- THE TASK -
Extract every one of the entries below verbatim, omitting the pictures.

=== DATA ===

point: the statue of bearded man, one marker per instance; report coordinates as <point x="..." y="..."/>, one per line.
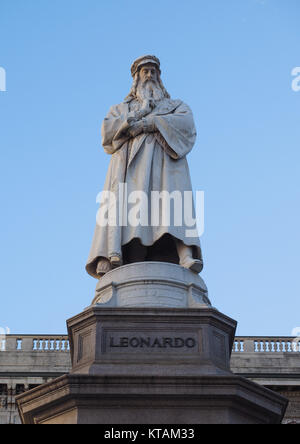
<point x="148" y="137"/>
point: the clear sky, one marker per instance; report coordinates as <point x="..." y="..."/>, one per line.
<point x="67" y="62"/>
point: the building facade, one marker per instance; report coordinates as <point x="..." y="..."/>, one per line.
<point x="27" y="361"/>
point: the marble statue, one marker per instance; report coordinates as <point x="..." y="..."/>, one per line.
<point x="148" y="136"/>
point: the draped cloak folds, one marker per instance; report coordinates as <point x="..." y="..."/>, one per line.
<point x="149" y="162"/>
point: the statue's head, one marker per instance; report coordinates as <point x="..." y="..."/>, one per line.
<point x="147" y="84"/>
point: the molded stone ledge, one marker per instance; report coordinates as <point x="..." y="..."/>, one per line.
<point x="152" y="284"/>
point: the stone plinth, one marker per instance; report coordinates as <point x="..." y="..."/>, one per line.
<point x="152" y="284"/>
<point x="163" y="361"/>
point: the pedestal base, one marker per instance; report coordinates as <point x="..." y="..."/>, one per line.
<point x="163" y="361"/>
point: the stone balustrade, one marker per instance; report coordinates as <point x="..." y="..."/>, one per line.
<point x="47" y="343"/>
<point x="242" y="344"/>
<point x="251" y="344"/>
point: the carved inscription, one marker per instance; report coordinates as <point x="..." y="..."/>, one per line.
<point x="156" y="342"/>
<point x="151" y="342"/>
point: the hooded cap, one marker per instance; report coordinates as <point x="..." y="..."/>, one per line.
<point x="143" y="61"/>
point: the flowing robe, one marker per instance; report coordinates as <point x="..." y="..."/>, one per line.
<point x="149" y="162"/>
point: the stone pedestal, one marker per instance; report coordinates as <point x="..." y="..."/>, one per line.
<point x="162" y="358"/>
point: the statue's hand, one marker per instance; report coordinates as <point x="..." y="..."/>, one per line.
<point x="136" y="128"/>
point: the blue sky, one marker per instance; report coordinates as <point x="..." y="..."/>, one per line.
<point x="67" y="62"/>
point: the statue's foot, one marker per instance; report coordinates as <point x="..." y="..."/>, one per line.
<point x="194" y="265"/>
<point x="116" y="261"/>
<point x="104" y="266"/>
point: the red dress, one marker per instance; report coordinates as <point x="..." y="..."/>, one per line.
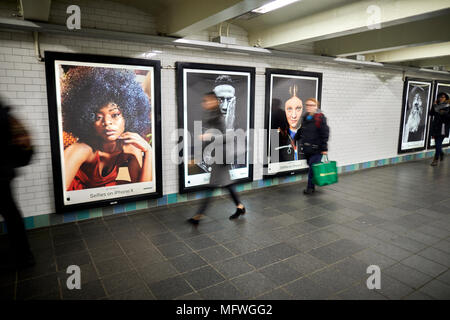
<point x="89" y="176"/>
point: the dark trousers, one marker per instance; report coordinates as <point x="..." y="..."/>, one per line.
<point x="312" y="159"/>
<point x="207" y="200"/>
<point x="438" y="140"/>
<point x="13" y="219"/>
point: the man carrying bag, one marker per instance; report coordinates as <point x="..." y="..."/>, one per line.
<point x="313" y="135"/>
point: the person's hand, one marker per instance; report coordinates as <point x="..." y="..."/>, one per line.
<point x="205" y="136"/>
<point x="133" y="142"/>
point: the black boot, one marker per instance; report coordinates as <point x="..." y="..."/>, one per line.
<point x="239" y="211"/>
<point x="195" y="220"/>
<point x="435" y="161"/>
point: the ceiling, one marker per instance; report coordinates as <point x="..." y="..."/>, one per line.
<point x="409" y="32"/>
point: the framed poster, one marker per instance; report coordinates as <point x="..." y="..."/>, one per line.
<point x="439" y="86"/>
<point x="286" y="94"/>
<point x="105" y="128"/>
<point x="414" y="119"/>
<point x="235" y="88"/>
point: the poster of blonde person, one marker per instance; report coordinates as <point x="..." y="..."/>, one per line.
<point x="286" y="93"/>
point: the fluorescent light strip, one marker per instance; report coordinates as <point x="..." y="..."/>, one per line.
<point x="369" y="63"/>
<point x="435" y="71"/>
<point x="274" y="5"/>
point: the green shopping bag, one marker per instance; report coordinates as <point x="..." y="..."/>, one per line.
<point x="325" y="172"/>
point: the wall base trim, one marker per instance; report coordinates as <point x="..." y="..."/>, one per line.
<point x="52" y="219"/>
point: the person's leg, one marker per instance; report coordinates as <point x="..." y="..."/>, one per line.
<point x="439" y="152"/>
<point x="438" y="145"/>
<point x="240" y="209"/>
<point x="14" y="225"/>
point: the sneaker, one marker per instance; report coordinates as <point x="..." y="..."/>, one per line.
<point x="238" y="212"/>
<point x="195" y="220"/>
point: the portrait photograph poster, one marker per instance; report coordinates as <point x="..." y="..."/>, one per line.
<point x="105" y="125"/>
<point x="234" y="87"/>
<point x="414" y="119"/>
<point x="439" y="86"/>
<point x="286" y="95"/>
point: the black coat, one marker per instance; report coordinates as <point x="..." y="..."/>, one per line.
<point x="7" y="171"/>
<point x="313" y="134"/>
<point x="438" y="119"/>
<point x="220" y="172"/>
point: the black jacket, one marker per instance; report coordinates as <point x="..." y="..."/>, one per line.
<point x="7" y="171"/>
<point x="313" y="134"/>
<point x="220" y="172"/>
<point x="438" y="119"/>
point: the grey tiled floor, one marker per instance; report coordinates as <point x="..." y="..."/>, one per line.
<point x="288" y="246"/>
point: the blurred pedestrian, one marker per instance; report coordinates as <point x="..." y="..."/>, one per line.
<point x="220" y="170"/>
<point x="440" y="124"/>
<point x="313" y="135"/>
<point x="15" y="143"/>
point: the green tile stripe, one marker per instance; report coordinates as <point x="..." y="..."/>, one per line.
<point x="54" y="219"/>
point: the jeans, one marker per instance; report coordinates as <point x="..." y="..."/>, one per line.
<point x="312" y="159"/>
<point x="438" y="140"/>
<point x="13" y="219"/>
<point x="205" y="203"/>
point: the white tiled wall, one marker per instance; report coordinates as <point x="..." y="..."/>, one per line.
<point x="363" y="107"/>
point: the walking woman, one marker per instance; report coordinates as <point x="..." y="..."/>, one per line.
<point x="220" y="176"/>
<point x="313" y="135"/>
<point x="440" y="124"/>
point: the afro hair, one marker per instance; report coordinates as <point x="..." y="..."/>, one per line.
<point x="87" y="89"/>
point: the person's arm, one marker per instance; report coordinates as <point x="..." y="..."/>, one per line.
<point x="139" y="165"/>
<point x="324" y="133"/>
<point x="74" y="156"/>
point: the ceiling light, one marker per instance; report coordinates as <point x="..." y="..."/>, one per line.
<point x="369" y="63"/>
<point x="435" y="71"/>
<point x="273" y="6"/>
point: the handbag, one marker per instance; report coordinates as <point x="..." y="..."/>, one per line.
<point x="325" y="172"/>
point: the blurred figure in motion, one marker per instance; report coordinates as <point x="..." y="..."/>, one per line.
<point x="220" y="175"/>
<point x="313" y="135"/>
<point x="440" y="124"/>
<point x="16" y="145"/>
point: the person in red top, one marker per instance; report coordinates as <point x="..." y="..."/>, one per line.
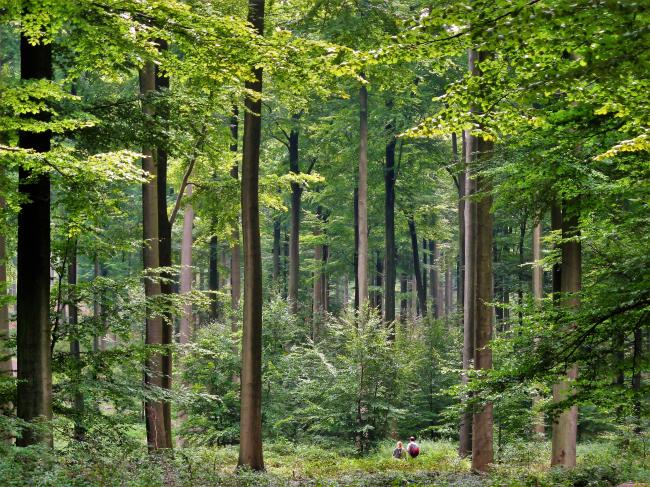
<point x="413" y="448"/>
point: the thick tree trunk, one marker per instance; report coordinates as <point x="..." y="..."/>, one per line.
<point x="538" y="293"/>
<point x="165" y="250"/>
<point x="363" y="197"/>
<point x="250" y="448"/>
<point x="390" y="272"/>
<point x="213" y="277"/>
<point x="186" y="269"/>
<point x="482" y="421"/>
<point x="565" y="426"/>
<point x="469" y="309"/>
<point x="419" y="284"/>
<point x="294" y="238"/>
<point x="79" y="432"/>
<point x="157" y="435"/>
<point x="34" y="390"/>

===

- TASK SOLUTION -
point: the statue of bearded man, one marker per instance; report coordinates as <point x="..." y="..."/>, one per line.
<point x="148" y="137"/>
point: the clear sky, one marker per instance; report coordinates as <point x="..." y="..."/>, one per line.
<point x="67" y="62"/>
point: the building facade, one marker per instance; report coordinates as <point x="..." y="..."/>, one per line.
<point x="27" y="361"/>
point: the marble statue, one marker per instance; report coordinates as <point x="..." y="..."/>, one per line.
<point x="148" y="136"/>
point: the draped cloak folds, one marker per instance; report coordinates as <point x="..." y="..."/>, one per line.
<point x="149" y="162"/>
point: the statue's head, one marker per instance; report coordinates as <point x="..." y="..."/>, one per line.
<point x="147" y="84"/>
point: the molded stone ledge, one marker per instance; report coordinates as <point x="..." y="..."/>, one per line.
<point x="152" y="284"/>
point: the stone plinth, one marker per instance; report coordinates as <point x="..." y="..."/>, one per line.
<point x="152" y="284"/>
<point x="163" y="361"/>
point: the pedestal base, one marker per instance; report coordinates as <point x="..." y="..."/>, one per line.
<point x="163" y="361"/>
point: the stone balustrade, one marker per instance; report coordinates as <point x="..." y="..."/>, one per line.
<point x="47" y="343"/>
<point x="242" y="344"/>
<point x="251" y="344"/>
point: the carved inscription, one marker per instance; report coordinates as <point x="..." y="..."/>, one per line.
<point x="156" y="342"/>
<point x="151" y="342"/>
point: the hooded cap, one marker per instance; report coordinates as <point x="..." y="..."/>, one per line.
<point x="143" y="61"/>
point: the flowing robe, one marker per instance; report coordinates as <point x="..." y="..."/>, one per line.
<point x="149" y="162"/>
point: the stone pedestal, one marker per instance; report coordinates as <point x="..." y="..."/>, one per line.
<point x="162" y="358"/>
point: the statue's hand, one marker per instance; report coordinates as <point x="..." y="..."/>, one per line.
<point x="136" y="128"/>
point: the blue sky, one marker per instance; report coordinates as <point x="..." y="..."/>, one per line.
<point x="67" y="62"/>
point: the statue's foot, one marker per instance; report coordinates as <point x="..." y="..."/>, one per line.
<point x="194" y="265"/>
<point x="116" y="261"/>
<point x="104" y="266"/>
point: the red dress, one marker per instance; report coordinates as <point x="..." y="..."/>, one per line.
<point x="89" y="176"/>
point: the dark trousers, one marker per instance; report coordinates as <point x="..." y="..."/>, one per line.
<point x="312" y="159"/>
<point x="207" y="200"/>
<point x="438" y="140"/>
<point x="13" y="219"/>
point: the man carrying bag, one marker per instance; report coordinates as <point x="..." y="..."/>, one per line.
<point x="313" y="135"/>
point: the person's hand, one marker per instance; report coordinates as <point x="..." y="..."/>, one per line.
<point x="205" y="136"/>
<point x="133" y="142"/>
point: the black boot, one marker per instance; report coordinates as <point x="..." y="..."/>, one per line.
<point x="239" y="211"/>
<point x="195" y="220"/>
<point x="435" y="161"/>
point: the ceiling, one marker per instance; report coordinates as <point x="..." y="..."/>, one per line.
<point x="409" y="32"/>
point: the framed poster, one marker per instance; report coordinates as <point x="..." y="..."/>, one per line.
<point x="439" y="86"/>
<point x="286" y="94"/>
<point x="105" y="128"/>
<point x="414" y="119"/>
<point x="235" y="88"/>
point: the poster of blonde person, one marker per instance; report coordinates as <point x="..." y="..."/>, one per line.
<point x="286" y="93"/>
point: the fluorescent light strip, one marker per instance; report coordinates as <point x="..." y="..."/>, one per line.
<point x="369" y="63"/>
<point x="435" y="71"/>
<point x="274" y="5"/>
point: the green shopping bag, one marker per instance; report coordinates as <point x="..." y="..."/>, one per line.
<point x="325" y="172"/>
point: the wall base trim, one marker per instance; report coordinates as <point x="..." y="..."/>, one per line.
<point x="52" y="219"/>
point: the person's leg, one marker per instance; report coordinates as <point x="..." y="..."/>, one per line.
<point x="439" y="152"/>
<point x="438" y="145"/>
<point x="240" y="209"/>
<point x="14" y="225"/>
point: the sneaker, one marker per instance; report coordinates as <point x="..." y="..."/>, one per line.
<point x="238" y="212"/>
<point x="195" y="220"/>
point: the portrait photograph poster, one marker per instance; report coordinates as <point x="..." y="..."/>, one per line.
<point x="105" y="125"/>
<point x="234" y="87"/>
<point x="414" y="119"/>
<point x="439" y="86"/>
<point x="286" y="95"/>
point: the black coat, one marker per instance; report coordinates as <point x="..." y="..."/>, one per line.
<point x="7" y="171"/>
<point x="313" y="134"/>
<point x="438" y="119"/>
<point x="220" y="172"/>
point: the black jacket, one marker per instance; report coordinates as <point x="..." y="..."/>, one per line.
<point x="7" y="171"/>
<point x="313" y="134"/>
<point x="220" y="172"/>
<point x="438" y="119"/>
point: the grey tiled floor, one marker per instance; report coordinates as <point x="..." y="..."/>, one per line.
<point x="288" y="246"/>
point: the blurred pedestrian, one marker per instance; report coordinates as <point x="..." y="..."/>, one per line.
<point x="220" y="170"/>
<point x="440" y="124"/>
<point x="313" y="135"/>
<point x="15" y="143"/>
point: the green tile stripe, one marker per instance; report coordinates as <point x="..." y="..."/>, one per line.
<point x="54" y="219"/>
point: the jeans, one marker per instance; report coordinates as <point x="..." y="..."/>, one per line.
<point x="312" y="159"/>
<point x="438" y="140"/>
<point x="13" y="219"/>
<point x="205" y="203"/>
point: the white tiled wall, one marker per instance; report coordinates as <point x="..." y="..."/>, one per line.
<point x="363" y="107"/>
point: the walking woman, one marker per instance; report coordinates as <point x="..." y="..."/>, one per line.
<point x="220" y="176"/>
<point x="313" y="135"/>
<point x="440" y="124"/>
point: the afro hair, one marker per instance; report coordinates as <point x="..." y="..."/>, one per line.
<point x="87" y="89"/>
point: the person's arm, one marker per instance; report coordinates as <point x="..." y="..."/>, one per line.
<point x="139" y="165"/>
<point x="324" y="133"/>
<point x="74" y="156"/>
point: the ceiling light, one marker per instance; report coordinates as <point x="..." y="..."/>, one per line.
<point x="369" y="63"/>
<point x="435" y="71"/>
<point x="273" y="6"/>
point: the handbag, one marker per instance; report coordinates as <point x="..." y="..."/>, one per line.
<point x="325" y="172"/>
point: the blurred figure in motion, one marker per instance; report coordinates as <point x="..." y="..."/>, one per line.
<point x="220" y="175"/>
<point x="313" y="135"/>
<point x="440" y="124"/>
<point x="16" y="145"/>
point: the person in red top, one marker per instance; report coordinates as <point x="..." y="..."/>, one per line.
<point x="413" y="448"/>
point: the thick tree trunk, one marker per instance; report coordinates as <point x="..." y="..."/>, one per line.
<point x="538" y="293"/>
<point x="165" y="250"/>
<point x="363" y="197"/>
<point x="250" y="448"/>
<point x="390" y="272"/>
<point x="213" y="277"/>
<point x="186" y="269"/>
<point x="482" y="421"/>
<point x="565" y="426"/>
<point x="469" y="309"/>
<point x="419" y="284"/>
<point x="294" y="238"/>
<point x="79" y="432"/>
<point x="157" y="435"/>
<point x="34" y="390"/>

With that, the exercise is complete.